READING TEXT:
○ ○ ○
Margoliot & Scholem eds., §3

Rabbi Yochanan said, The angels were created on the second day, as it is written, 'Who lays the beams of the upper chambers in the waters' (Psalm 104:3) [that is, the separation of the upper & lower waters, described by Genesis 1:6-8 as having taken place on the second day] followed by 'Who makes the ruchot (winds/spirits) His angels; flames of fire His ministering angels' (Psalm 104:4). Rabbi Levitas ben Tavros said, Everyone agrees, and Rabbi Yochanan agrees, that the waters existed already, but that on the second [day] He 'laid the beams of the upper chambers in the waters.' And who was it who 'makes the clouds His chariot,' and who 'walks on the wings of the winds' (Psalm 104:3)? [The archangels?] However, the angels that are sent [with set tasks] were not created until the fifth day.

But everyone agrees that [the angels] were not created on the first day [of Creation] so that people should not say that [the archangel] Michael pulled on the southern end of the firmament, and [the archangel] Gabriel on the northern end, while the Holy, Blessed One, measured it in the middle, but 'I am the Lord, who makes all, who spread out the heavens alone, who laid out the earth by myself (me'itti)' (Isaiah 44:24). Who was with Me ('itti)? [This is quoted almost verbatim from the midrash Bereshit Rabbah 1:3.]

I am the one who planted this tree, that the whole world might delight in it, and with it I laid out All (kol), and called it 'All', for everything is dependent on it. All precedes from it, needs it, looks upon it, yearns for it. From it souls fly joyfully away. I was alone when I made it, and no angel can exalt himself above it and say, I preceded you. For when I laid out the earth, in which I planted and rooted this tree, and made them delight together [i.e. the earth and the tree], and I delighted in them--Who was with Me (mi 'itti) to whom I could have revealed this secret of Mine?

Margoliot ed., §§22-23; Scholem ed., §14.
○ ○ ○
GIVEN INFORMATION:

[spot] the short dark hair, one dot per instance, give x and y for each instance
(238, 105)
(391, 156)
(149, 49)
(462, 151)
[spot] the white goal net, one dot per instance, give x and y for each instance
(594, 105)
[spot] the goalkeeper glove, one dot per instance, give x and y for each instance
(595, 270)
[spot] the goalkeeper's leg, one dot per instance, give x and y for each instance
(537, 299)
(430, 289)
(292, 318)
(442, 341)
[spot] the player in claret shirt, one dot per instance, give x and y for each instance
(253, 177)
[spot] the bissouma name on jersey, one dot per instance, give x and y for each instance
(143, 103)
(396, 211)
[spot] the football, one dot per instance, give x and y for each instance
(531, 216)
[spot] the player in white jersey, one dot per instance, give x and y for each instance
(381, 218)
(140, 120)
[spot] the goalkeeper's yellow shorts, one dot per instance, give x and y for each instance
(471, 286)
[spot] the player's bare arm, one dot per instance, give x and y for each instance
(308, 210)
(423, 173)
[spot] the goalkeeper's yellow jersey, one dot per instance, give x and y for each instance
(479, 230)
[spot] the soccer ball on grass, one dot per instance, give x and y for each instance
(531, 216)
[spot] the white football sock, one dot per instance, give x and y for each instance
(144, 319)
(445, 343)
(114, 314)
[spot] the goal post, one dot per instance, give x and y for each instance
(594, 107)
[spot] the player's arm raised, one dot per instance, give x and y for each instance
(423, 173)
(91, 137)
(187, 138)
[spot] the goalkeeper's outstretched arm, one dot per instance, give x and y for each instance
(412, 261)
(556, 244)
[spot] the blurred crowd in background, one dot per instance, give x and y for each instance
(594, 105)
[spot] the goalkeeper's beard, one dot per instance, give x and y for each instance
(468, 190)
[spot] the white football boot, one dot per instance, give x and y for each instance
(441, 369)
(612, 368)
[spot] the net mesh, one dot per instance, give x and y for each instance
○ ○ ○
REQUIRED ACTION 1: Please retype the stretch of the passage on the creation of the angels from "I am the one" through "Scholem ed., §14.".
REQUIRED ACTION 2:
Answer these from the passage on the creation of the angels:
(a) On which day does Rabbi Yochanan say the angels were created?
(b) Until which day were the angels that are sent not created?
(c) Which end of the firmament would people say Michael pulled on?

EXPECTED ANSWER 1:
I am the one who planted this tree, that the whole world might delight in it, and with it I laid out All (kol), and called it 'All', for everything is dependent on it. All precedes from it, needs it, looks upon it, yearns for it. From it souls fly joyfully away. I was alone when I made it, and no angel can exalt himself above it and say, I preceded you. For when I laid out the earth, in which I planted and rooted this tree, and made them delight together [i.e. the earth and the tree], and I delighted in them--Who was with Me (mi 'itti) to whom I could have revealed this secret of Mine?

Margoliot ed., §§22-23; Scholem ed., §14.

EXPECTED ANSWER 2:
(a) The second day.
(b) The fifth day.
(c) The southern end.